▸ Exercise
Copy each line of the entries below that contains the word "positive". Case counts.

▸ Data records
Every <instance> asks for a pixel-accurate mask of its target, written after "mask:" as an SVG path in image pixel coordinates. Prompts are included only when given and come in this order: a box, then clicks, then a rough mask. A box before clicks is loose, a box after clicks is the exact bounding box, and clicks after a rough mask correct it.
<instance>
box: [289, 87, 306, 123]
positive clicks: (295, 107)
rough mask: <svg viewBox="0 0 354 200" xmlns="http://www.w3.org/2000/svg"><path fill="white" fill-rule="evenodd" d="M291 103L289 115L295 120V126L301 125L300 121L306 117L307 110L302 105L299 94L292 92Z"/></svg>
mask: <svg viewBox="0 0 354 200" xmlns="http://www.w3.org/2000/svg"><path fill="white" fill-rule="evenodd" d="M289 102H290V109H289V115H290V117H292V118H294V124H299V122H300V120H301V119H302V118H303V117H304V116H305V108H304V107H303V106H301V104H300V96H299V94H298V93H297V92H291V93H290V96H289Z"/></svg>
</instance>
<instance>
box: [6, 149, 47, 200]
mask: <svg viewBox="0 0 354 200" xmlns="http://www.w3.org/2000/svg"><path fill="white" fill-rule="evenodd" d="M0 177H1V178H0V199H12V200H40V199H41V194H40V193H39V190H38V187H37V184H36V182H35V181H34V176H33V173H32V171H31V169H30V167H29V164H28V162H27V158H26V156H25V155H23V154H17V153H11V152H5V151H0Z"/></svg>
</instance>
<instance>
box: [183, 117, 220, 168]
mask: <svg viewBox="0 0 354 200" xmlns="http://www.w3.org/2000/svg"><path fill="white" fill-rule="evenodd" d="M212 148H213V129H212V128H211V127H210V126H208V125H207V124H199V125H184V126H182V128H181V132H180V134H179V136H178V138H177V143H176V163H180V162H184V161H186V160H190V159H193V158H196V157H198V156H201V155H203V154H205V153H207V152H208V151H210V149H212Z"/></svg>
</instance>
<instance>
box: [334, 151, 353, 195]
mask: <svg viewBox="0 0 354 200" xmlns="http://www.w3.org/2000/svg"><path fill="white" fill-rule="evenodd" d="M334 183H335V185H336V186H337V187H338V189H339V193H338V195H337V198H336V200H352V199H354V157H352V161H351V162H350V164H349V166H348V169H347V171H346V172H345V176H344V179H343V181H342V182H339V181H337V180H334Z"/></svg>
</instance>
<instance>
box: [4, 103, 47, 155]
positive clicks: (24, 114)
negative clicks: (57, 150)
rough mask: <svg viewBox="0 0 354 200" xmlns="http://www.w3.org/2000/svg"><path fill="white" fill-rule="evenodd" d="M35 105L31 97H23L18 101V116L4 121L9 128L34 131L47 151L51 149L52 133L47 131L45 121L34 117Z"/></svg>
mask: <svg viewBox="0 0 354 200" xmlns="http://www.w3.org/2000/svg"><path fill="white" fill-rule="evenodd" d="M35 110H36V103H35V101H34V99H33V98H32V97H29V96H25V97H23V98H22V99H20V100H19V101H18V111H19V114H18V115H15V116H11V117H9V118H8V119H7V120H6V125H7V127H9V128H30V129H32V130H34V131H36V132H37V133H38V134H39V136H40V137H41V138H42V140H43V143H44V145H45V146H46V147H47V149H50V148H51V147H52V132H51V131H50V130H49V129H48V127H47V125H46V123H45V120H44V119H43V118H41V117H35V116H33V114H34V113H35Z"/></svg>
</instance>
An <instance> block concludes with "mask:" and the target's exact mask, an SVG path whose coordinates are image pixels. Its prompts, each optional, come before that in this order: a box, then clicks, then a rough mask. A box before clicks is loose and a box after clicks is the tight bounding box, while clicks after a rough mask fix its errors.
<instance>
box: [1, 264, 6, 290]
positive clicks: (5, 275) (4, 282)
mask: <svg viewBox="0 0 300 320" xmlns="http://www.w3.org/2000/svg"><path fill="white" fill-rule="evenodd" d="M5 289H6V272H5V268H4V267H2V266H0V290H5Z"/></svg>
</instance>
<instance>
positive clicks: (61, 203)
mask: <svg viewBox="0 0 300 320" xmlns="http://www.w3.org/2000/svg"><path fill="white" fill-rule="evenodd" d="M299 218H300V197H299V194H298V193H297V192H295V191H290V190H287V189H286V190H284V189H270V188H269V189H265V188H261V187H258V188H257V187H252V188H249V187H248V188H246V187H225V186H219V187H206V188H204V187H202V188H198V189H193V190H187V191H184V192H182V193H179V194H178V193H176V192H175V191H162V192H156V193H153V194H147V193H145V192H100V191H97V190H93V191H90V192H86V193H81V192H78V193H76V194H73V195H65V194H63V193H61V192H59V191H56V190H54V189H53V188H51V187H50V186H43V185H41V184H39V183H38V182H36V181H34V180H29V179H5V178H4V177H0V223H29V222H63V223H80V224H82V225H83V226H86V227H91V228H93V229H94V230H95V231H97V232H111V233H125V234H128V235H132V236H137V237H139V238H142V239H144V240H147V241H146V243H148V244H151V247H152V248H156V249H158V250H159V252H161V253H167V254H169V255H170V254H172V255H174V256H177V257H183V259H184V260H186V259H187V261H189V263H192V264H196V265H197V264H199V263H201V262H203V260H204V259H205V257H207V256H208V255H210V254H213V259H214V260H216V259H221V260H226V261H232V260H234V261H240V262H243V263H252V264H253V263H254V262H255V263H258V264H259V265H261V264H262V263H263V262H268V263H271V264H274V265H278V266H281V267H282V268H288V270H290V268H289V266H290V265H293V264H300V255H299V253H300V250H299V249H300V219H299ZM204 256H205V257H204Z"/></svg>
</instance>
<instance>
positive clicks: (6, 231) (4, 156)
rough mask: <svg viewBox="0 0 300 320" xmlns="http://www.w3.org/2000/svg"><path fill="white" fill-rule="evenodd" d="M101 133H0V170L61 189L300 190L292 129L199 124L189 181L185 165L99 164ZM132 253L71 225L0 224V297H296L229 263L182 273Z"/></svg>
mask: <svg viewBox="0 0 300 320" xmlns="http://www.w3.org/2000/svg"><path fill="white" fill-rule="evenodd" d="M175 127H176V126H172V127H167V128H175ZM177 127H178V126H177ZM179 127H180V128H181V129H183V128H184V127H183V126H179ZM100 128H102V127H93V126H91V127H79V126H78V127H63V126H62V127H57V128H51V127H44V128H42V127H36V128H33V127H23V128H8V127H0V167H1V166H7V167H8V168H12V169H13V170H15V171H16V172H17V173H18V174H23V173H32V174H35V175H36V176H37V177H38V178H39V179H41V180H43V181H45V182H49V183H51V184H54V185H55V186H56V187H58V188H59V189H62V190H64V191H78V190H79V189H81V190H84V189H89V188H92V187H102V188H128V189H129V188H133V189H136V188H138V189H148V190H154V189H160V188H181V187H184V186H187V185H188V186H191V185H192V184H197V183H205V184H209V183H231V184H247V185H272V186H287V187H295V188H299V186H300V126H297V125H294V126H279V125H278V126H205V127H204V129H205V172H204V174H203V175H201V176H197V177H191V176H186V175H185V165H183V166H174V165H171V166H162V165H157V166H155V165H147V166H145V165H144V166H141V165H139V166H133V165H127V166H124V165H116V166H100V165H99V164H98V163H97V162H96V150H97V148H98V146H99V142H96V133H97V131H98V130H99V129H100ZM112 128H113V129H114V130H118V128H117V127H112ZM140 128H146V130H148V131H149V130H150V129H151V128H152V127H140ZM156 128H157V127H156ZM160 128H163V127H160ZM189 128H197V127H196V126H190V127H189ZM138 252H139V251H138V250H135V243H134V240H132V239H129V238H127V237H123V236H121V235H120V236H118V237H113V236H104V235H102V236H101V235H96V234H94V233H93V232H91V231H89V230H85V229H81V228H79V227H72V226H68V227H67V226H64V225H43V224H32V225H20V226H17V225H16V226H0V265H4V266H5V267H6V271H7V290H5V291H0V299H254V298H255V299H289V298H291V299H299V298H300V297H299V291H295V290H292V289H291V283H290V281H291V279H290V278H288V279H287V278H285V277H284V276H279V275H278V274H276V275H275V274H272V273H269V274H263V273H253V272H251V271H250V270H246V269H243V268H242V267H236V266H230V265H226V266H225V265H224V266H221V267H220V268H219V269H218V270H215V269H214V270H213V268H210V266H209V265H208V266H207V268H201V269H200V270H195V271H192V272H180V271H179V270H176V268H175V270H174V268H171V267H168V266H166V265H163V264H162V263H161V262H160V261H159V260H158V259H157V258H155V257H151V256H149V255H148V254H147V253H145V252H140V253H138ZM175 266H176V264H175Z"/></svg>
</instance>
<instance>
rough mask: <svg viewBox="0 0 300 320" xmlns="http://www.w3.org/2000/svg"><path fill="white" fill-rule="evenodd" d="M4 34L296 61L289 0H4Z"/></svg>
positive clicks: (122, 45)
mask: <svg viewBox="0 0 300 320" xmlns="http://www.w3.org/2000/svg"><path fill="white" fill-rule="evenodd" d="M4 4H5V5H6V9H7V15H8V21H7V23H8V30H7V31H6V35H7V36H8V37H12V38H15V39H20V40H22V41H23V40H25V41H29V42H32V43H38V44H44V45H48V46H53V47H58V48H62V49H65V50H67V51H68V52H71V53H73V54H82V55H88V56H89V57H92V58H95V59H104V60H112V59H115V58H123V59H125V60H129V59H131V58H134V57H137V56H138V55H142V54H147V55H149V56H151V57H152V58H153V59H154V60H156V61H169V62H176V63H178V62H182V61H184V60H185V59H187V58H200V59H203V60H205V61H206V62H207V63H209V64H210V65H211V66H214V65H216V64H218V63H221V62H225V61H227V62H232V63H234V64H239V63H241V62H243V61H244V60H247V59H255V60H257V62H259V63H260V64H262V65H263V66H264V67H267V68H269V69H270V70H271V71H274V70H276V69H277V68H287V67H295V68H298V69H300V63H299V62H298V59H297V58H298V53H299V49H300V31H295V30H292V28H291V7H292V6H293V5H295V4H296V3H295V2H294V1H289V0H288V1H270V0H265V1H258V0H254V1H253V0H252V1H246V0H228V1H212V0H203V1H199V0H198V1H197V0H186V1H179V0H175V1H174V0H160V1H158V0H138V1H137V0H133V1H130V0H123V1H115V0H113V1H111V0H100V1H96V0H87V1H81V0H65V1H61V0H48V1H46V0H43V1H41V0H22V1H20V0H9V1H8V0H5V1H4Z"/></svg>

▸ Written response
positive clicks: (295, 107)
positive clicks: (24, 114)
positive clicks: (5, 275) (4, 282)
positive clicks: (61, 203)
positive clicks: (6, 231) (4, 156)
positive clicks: (122, 45)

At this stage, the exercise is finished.